→ **Angezeigter Text**:
==*==
Für die erfolgreiche Behandlung von Schlafstörungen ist es zuerst einmal wichtig herauszufinden wodurch diese ausgelöst werden. „Vielfach zeigt sich, dass Betroffene die Schlafdauer und ‑qualität falsch einschätzen. Auch ein unregelmäßiger Schlaf-Wach-Rhythmus sowie Tagesschlaf oder das Arbeiten bzw. Fernsehen im Bett können den Schlaf negativ beeinflussen“, erklärt der Experte. Bei der Behandlung von Schlafstörungen (Insomnien) wird daher zu allererst auf eine entsprechende Schlafhygiene geachtet. Geregelte Schlafzeiten, eine angenehme Atmosphäre im Schlafzimmer (dunkel, ruhig, kühl), Einschlafrituale und der Verzicht auf Handy und Fernseher im Schlafzimmer können bereits einen wertvollen Beitrag für einen guten Schlaf liefern.
„Neben beratenden und aufklärenden Gesprächen über die Voraussetzungen für einen guten Schlaf, setzen wir bei der Behandlung von Insomnien vor allem auf schlafhygienische Beratung und Verhaltensmodifikationen. Erst wenn durch Beachtung der Schlafhygiene und Anwendung von Entspannungstechniken kein Erfolg eintritt, kommen ausgewählte Medikamente zum Einsatz“, sagt Prim. Silberbauer. „ Falls sogenannte Benzodiazepine oder sogenannte Z‑Substanzen eingesetzt werden, hat die Anwendung nur kurzfristig zu erfolgen. Bei Abhängigkeitserkrankungen dürfen diese Medikamente jedoch verwendet werden. Es gilt auch eine Reihe psychischer Erkrankungen, wie zum Beispiel Angsterkrankungen oder Depressionen zu behandeln, wodurch die damit zusammenhängenden Schlafstörungen ebenfalls erfolgreich therapiert werden. In jedem Fall sollen unrealistische Erwartungen an den Nachtschlaf zurecht gerückt werden, da viele Menschen glauben, gesunder Schlaf würde bedeuten, ohne Unterbrechung die ganze Nacht durchzuschlafen. Richtig ist vielmehr, dass die physiologische, also normale Abfolge der Schlafphasen, mehrmals pro Nacht kurze Wachzustände mit sich bringt. Das Wissen um diese Abfolge und um das individuelle Schlafbedürfnis kann die Angst vor einer weiteren durchwachten Nacht nehmen.“
Tipps für einen guten Schlaf
• Schlafstörungen sollten ernst genommen und entsprechend medizinisch abgeklärt werden. Erster Ansprechpartner dafür ist der Hausarzt.
==*==
→ **Zu bearbeitende Aufgaben**:
1. Beantworten Sie anhand des Textes über Schlafstörungen folgende Fragen:
(a) Welche drei Eigenschaften soll die Atmosphäre im Schlafzimmer haben?
(b) Unter welcher Bedingung kommen laut Prim. Silberbauer ausgewählte Medikamente zum Einsatz?
(c) Wer ist der erste Ansprechpartner für die medizinische Abklärung von Schlafstörungen?
2. Schreiben Sie aus dem Text über Schlafstörungen den Abschnitt von „Für die erfolgreiche“ bis einschließlich „guten Schlaf liefern.“ wortgetreu ab.

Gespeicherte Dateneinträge
==*==
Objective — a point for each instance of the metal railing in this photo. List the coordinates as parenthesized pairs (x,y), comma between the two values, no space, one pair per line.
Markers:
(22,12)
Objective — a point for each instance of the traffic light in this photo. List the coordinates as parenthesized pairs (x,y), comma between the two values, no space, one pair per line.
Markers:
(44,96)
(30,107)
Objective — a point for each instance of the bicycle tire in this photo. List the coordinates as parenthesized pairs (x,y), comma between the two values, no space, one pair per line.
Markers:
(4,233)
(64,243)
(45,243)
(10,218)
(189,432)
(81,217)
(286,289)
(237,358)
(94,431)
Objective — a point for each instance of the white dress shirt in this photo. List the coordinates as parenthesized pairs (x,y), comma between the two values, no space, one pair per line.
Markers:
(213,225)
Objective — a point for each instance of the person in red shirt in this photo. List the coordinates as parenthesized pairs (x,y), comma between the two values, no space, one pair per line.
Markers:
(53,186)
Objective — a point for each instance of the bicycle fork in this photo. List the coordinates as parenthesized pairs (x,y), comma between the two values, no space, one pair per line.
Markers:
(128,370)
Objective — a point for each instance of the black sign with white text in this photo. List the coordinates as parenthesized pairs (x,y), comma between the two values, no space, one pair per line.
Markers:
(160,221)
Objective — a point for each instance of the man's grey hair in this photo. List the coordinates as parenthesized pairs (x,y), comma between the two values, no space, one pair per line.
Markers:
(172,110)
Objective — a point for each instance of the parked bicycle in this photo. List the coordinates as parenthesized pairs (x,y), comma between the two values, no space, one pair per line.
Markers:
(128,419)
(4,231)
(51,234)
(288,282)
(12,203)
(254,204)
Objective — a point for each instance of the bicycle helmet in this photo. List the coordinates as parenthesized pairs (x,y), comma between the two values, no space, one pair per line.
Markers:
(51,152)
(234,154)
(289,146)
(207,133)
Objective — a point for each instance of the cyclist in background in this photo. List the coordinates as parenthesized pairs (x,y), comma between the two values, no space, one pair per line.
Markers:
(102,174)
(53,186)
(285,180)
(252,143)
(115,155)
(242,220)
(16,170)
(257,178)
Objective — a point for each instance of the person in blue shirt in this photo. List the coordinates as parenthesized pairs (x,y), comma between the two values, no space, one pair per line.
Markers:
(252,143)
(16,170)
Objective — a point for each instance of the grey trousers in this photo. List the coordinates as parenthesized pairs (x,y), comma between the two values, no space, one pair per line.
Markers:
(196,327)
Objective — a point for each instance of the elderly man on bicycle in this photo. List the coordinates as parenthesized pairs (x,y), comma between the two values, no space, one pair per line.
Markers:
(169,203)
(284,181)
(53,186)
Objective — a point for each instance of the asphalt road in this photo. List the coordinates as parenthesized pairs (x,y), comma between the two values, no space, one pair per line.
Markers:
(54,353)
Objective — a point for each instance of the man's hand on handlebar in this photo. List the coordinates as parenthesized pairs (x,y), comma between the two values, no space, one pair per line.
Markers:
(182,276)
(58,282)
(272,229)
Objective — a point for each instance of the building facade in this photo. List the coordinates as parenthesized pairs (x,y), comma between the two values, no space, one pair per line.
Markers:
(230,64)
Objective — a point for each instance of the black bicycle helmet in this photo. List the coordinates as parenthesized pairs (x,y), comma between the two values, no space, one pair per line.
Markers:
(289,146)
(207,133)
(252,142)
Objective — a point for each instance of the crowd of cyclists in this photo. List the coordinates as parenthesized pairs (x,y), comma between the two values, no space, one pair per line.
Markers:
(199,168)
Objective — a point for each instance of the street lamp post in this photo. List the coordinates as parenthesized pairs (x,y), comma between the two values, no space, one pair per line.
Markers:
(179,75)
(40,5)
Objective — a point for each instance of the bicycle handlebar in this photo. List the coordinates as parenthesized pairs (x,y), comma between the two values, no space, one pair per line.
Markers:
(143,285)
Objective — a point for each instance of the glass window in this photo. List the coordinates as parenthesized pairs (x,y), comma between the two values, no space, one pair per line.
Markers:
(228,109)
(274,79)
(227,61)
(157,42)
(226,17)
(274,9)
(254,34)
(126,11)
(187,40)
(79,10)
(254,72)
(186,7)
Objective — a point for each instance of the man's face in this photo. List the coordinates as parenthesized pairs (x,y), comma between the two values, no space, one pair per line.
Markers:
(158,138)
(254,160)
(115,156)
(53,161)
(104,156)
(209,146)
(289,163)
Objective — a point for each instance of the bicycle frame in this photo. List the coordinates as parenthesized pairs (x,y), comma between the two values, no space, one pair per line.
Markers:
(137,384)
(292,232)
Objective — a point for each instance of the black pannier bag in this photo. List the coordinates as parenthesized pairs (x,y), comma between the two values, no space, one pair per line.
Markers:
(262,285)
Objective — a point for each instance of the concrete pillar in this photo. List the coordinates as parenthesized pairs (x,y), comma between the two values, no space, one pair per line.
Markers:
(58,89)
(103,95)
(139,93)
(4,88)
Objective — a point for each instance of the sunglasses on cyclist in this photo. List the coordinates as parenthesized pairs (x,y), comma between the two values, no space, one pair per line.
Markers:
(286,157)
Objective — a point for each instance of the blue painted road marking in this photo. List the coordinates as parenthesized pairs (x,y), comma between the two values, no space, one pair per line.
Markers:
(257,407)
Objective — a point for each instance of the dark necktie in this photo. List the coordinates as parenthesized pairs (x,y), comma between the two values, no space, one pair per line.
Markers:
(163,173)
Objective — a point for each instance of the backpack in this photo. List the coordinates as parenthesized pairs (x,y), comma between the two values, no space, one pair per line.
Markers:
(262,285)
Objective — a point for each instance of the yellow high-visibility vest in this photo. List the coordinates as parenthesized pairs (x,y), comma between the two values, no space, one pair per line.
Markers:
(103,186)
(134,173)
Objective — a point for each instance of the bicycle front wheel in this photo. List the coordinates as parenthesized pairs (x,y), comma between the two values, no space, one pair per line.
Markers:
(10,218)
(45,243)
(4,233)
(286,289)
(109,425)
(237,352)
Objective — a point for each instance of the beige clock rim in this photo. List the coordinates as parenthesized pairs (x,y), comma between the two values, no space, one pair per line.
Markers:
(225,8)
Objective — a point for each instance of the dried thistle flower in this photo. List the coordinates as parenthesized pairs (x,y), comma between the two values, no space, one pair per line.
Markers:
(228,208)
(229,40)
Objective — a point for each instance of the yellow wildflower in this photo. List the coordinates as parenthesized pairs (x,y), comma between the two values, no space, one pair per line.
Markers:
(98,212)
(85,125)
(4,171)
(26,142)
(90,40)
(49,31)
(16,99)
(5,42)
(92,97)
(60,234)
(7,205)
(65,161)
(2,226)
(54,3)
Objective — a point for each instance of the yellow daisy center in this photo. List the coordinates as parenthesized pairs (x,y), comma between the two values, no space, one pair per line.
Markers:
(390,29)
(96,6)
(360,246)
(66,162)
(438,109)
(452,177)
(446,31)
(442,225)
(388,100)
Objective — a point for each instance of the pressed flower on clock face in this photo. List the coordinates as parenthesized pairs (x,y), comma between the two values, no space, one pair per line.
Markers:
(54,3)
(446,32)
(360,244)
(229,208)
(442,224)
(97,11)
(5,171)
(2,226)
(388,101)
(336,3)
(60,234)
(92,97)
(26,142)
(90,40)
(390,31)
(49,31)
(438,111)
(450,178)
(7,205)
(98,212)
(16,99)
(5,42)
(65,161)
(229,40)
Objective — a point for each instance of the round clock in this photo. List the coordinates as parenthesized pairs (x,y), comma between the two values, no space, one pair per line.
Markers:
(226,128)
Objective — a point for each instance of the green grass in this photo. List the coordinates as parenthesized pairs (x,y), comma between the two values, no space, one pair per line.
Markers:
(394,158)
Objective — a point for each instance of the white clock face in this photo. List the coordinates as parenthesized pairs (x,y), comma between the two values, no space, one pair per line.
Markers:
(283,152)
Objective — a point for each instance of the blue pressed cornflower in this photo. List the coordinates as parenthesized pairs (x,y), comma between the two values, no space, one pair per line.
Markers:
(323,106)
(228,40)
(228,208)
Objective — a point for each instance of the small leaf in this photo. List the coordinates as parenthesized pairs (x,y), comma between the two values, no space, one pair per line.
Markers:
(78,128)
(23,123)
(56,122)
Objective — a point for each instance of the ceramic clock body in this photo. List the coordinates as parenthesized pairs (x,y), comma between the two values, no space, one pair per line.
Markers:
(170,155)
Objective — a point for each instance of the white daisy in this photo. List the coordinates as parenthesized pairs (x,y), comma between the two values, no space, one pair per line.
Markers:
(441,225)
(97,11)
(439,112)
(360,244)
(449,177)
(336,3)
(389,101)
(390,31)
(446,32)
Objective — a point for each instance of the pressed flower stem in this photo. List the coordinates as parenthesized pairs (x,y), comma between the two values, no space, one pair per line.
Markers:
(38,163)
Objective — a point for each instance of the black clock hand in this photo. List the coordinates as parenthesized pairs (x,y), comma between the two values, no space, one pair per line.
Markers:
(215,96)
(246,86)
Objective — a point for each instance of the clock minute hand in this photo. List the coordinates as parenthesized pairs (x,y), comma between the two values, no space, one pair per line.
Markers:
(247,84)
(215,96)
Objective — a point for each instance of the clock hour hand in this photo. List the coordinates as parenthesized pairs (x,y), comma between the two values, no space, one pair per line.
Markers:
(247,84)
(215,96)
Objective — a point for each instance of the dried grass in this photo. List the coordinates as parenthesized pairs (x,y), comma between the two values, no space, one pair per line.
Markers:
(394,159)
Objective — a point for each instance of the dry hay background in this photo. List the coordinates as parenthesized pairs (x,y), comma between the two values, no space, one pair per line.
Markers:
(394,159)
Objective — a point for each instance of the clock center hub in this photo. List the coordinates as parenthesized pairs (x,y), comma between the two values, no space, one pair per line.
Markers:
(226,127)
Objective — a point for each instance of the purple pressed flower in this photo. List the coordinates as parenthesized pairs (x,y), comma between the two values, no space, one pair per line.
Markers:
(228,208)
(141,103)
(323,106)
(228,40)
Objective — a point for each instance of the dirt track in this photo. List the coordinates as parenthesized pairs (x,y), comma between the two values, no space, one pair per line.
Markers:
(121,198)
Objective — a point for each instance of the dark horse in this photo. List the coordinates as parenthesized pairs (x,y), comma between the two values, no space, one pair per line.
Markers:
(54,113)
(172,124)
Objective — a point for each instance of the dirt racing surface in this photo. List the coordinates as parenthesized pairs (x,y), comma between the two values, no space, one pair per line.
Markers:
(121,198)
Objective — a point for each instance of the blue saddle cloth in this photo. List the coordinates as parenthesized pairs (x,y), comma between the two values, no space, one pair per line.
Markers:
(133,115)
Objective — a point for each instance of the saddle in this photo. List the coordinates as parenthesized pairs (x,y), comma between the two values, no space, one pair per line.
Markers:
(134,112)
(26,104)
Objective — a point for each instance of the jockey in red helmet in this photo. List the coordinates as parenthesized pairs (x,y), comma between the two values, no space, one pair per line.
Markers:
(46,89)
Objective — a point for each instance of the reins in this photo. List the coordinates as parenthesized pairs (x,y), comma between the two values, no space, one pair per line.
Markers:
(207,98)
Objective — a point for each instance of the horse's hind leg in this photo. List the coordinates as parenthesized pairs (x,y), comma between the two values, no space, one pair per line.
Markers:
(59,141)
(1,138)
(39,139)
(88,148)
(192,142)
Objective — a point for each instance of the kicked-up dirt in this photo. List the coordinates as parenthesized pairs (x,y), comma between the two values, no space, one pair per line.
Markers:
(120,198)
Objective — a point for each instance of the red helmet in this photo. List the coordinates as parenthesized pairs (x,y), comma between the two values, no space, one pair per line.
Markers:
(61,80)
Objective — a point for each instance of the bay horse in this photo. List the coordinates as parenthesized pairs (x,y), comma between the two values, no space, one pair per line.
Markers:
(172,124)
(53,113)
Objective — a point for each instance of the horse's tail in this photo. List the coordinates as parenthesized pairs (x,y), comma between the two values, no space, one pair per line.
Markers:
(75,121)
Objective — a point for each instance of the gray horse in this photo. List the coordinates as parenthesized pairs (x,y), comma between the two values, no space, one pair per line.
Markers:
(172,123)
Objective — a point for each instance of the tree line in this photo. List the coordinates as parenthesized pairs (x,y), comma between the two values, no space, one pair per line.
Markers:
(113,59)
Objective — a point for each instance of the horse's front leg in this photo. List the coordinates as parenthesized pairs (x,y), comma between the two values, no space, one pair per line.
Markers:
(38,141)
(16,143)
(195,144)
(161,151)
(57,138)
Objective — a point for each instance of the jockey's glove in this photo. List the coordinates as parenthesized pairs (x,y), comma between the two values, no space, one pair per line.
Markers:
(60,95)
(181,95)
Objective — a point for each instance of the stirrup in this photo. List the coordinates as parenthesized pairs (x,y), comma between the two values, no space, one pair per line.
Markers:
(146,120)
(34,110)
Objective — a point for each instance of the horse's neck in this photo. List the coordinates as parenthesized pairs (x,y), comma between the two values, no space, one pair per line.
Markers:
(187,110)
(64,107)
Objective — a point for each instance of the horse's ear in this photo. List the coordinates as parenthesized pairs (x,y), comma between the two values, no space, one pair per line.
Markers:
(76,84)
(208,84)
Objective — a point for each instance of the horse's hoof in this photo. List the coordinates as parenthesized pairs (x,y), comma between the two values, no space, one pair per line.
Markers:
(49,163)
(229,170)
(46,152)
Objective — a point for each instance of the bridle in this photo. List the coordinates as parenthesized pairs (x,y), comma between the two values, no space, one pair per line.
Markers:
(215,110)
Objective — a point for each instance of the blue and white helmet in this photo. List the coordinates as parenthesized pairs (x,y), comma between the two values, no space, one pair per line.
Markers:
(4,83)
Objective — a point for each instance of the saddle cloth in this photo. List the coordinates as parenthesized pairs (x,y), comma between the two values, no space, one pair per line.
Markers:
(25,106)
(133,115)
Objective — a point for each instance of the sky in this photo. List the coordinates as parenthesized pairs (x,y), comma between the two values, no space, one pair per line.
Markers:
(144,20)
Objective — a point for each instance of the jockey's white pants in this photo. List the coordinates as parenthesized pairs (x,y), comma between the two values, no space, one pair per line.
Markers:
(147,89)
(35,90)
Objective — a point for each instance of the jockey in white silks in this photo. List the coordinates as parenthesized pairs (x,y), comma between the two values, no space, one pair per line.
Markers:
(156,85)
==*==
→ **Ergebnisse der Aufgaben**:
1.
(a) Dunkel, ruhig und kühl.
(b) Erst wenn durch Beachtung der Schlafhygiene und Anwendung von Entspannungstechniken kein Erfolg eintritt.
(c) Der Hausarzt.

2.
Für die erfolgreiche Behandlung von Schlafstörungen ist es zuerst einmal wichtig herauszufinden wodurch diese ausgelöst werden. „Vielfach zeigt sich, dass Betroffene die Schlafdauer und ‑qualität falsch einschätzen. Auch ein unregelmäßiger Schlaf-Wach-Rhythmus sowie Tagesschlaf oder das Arbeiten bzw. Fernsehen im Bett können den Schlaf negativ beeinflussen“, erklärt der Experte. Bei der Behandlung von Schlafstörungen (Insomnien) wird daher zu allererst auf eine entsprechende Schlafhygiene geachtet. Geregelte Schlafzeiten, eine angenehme Atmosphäre im Schlafzimmer (dunkel, ruhig, kühl), Einschlafrituale und der Verzicht auf Handy und Fernseher im Schlafzimmer können bereits einen wertvollen Beitrag für einen guten Schlaf liefern.